Stored data entries:
◆ ◆ ◆ ◆ ◆
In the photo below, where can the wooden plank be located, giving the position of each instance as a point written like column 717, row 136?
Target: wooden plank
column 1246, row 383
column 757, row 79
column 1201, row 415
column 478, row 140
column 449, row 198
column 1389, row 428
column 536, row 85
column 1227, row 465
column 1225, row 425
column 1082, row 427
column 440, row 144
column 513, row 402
◆ ◆ ◆ ◆ ◆
Task: Convert the entries above into a two-column CSV headed entry_text and answer, with one row per entry. Put each entry's text and its answer in their own quoted fields, with line breaks replaced by spaces.

Exercise output:
entry_text,answer
"In the photo below, where can the wooden plank be located, giving the position of each instance as a point written like column 717, row 136? Target: wooden plank","column 1246, row 383 column 757, row 79 column 1201, row 415 column 478, row 140 column 449, row 198 column 1389, row 428 column 536, row 85 column 1227, row 465 column 1225, row 425 column 1082, row 427 column 440, row 144 column 513, row 402"